__Challenges__:
1) Answer these questions using the email reply about awk and sort memory use.
(a) According to Peng Yu, what is the problem with this kind of awk program?
(b) Which parameter controls the memory allotted to sort?
(c) Which awk implementation is named as the default awk in Debian?
2) Write the next few lines of the email reply about awk and sort memory use, picking up after its final sentence.

__Document extract__:
******************************

Date: Sun, 30 Jun 2019 11:53:57 -0600
User-agent: Mozilla/5.0 (X11; Linux x86_64; rv:60.0) Gecko/20100101 Thunderbird/60.7.2


On 2019-06-30 11:10 a.m., Peng Yu wrote:
The problem with this kind of awk program is that everything will be loaded to memory.

Well, those are the to main options: store in memory or resort to disk
I/O. each has its own pros and cons.

But bare `sort` use external files to save memory.
Not exactly - The goal is not to "save" memory -
Sort resorts to external files to be able to complete the
sort even with it runs out of the (alloted) memory (which can be
controlled with the "-S" parameter).

I'm not familiar with a program which implements hashing backed by file-
storage, but perhaps such program exists.

When the hash in awk is too large, accessing it can become very slow (maybe due to potential cache miss or slow down of hash as a function of hash size).

Nothing is "free", and using a hash incurs its own costs.

If you're using the simplified awk hashing program,
try to use other AWK implementations than GNU awk (e.g. I have had
some performance gains from switching to "mawk", the default awk in
Debian).

******************************

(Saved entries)
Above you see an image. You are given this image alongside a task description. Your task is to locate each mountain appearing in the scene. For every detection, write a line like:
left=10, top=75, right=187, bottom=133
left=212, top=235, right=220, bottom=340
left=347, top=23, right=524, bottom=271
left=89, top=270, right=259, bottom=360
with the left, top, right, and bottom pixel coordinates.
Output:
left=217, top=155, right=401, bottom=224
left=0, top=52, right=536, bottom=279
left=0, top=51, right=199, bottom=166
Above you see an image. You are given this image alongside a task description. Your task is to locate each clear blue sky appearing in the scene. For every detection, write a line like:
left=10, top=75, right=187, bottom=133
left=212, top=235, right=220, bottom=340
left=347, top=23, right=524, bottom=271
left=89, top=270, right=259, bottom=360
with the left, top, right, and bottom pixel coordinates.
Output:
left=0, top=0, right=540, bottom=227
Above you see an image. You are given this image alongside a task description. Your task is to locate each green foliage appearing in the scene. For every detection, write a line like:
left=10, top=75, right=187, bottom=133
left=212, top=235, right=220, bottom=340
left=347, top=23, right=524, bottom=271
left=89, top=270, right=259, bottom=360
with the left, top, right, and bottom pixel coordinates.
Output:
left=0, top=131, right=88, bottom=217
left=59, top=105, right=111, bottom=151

******************************

__Responses__:
1)
(a) Everything will be loaded to memory.
(b) The "-S" parameter.
(c) mawk.

2)
  $ printf "%s\n" a c b b b b b b c \
     | mawk 'a[$1]++ {} END { for (i in a) { print i, a[i] } }'
  a 1
  b 6
  c 2

Or, if your input is exceedingly large, perhaps consider pre-processing
it and splitting the input into smaller files - each one will have less
strings and hashing them will consume less memory.
The following example splits the input file into 27 files, based on
the first letter of the string (and an "other" file for non-letters):

     mawk '{ l = tolower(substr($0,1,1)) ;
             if (l>="a" && l<="z") {
               print $0 > l
             } else {
               print $0 > "other"
             }
           }' INPUT

This is an O(N) operation that doesn't consume any memory (just lots of
disk I/O) - and the resulting files will be much smaller - then can be hashed with less memory.

Of course this can be extended to split into smaller-grained files.